## STATED GOAL
Return everything from the line containing "If you would be willing to indicate the woman's neck" down to the last of the rows below, word for word, and leave the pictures out.

##### DATA ENTRIES

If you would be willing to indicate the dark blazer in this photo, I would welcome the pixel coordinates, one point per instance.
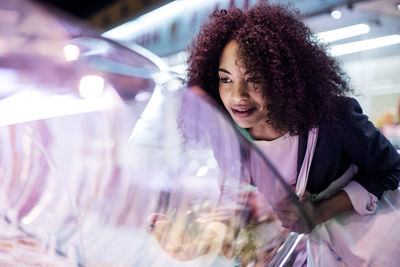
(356, 141)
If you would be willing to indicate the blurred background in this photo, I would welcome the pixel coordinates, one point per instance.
(362, 34)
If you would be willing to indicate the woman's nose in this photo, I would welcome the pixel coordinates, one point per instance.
(240, 91)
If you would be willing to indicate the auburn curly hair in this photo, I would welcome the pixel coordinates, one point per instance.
(301, 83)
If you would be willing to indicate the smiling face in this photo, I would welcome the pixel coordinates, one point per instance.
(241, 95)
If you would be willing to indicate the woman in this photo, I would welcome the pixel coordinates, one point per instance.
(267, 69)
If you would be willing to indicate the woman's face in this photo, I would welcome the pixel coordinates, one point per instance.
(239, 91)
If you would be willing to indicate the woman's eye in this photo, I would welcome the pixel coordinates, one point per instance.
(224, 80)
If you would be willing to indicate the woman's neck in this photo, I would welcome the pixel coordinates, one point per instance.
(265, 133)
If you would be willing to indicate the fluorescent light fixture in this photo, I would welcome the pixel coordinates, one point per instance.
(336, 14)
(31, 105)
(343, 49)
(156, 17)
(343, 33)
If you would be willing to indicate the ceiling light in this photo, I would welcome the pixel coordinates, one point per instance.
(343, 49)
(336, 14)
(342, 33)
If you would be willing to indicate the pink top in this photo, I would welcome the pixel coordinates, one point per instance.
(283, 153)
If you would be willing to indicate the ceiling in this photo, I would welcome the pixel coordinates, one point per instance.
(79, 8)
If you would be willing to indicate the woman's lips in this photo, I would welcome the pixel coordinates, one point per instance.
(242, 111)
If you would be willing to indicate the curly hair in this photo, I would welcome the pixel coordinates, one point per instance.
(301, 84)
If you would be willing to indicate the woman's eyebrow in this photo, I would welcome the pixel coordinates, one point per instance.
(224, 70)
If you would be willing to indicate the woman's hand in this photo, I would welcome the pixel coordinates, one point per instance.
(291, 216)
(292, 219)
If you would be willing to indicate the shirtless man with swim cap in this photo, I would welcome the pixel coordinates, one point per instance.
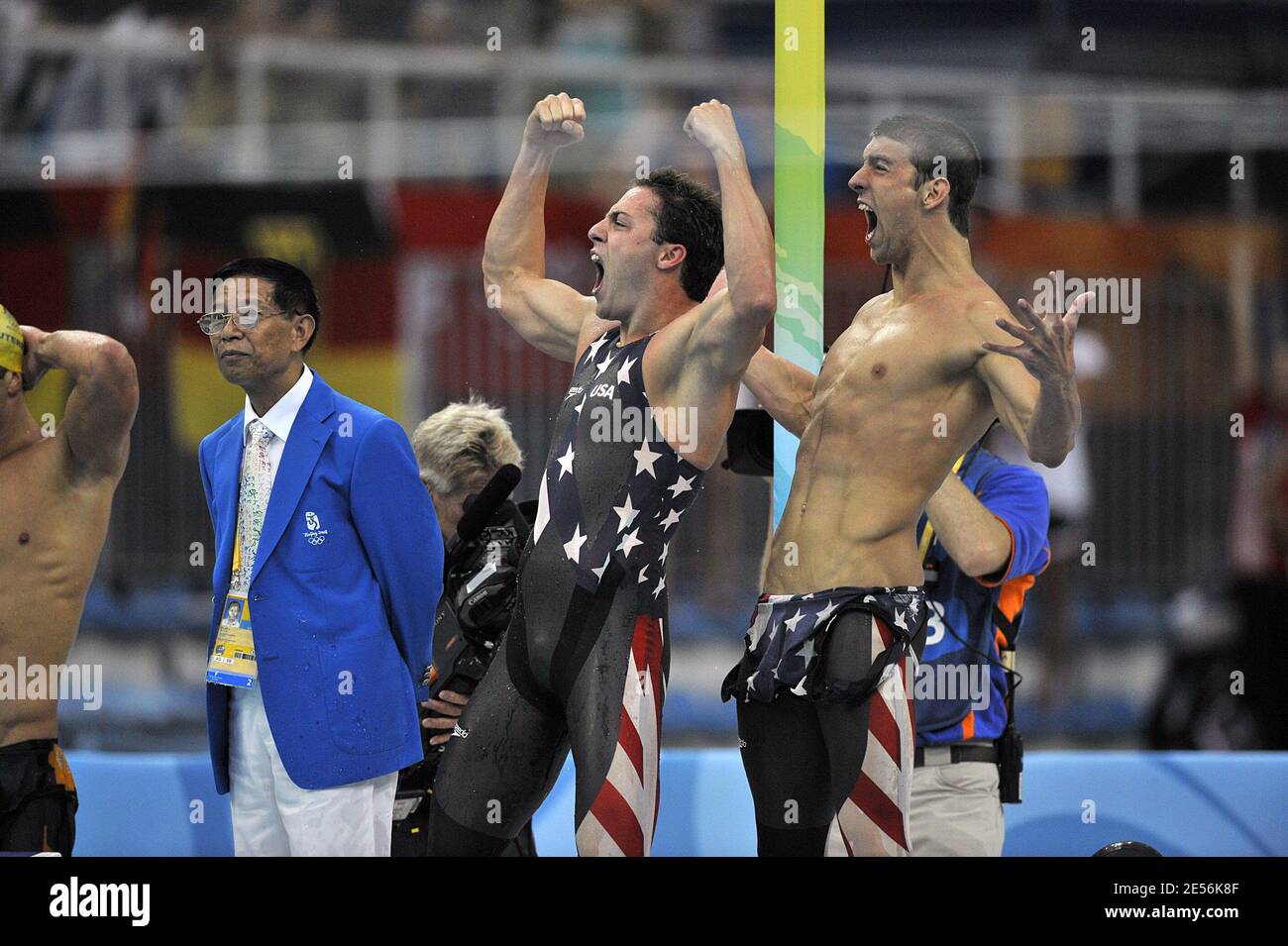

##########

## THE RESULT
If you would be willing to indicate the woman's neck in this photo, I would welcome the pixel coordinates, one point per instance.
(265, 133)
If you would be willing to indicate the fluorescent light fixture in this photo, I would welcome the pixel coordinates, one point per instance.
(336, 14)
(31, 105)
(343, 49)
(156, 17)
(343, 33)
If you would be willing to indicate the ceiling light in this photo, I would welcome the pixel coordinates, one point per instance.
(343, 49)
(336, 14)
(342, 33)
If you would be willing to indicate the pink top in this photo, I would welcome the pixel coordinates, one point per instance.
(283, 153)
If you would be willing to indicate the ceiling in this photo, I would welcome the pixel coordinates, one point per instance.
(79, 8)
If you would be willing to indicate the woman's lips in this photo, I would welcome the pixel coordinates, one point per instance.
(242, 111)
If you would be willing to indicate the curly hair in this photo, I would welcome the pixel coordinates, one point per instance.
(301, 84)
If you would be willing to indicate the woman's eyebrow in this photo, I would welcome the pixel coordinates, one point per instance.
(224, 70)
If you would be willing to indicate the woman's hand in this photo, I would welcome the pixel coordinates, one point per instance.
(291, 216)
(292, 219)
If you would be willing to indicate the shirtless man with swim cap in this photo, I would welcome the pixel coordinates, one point per instance.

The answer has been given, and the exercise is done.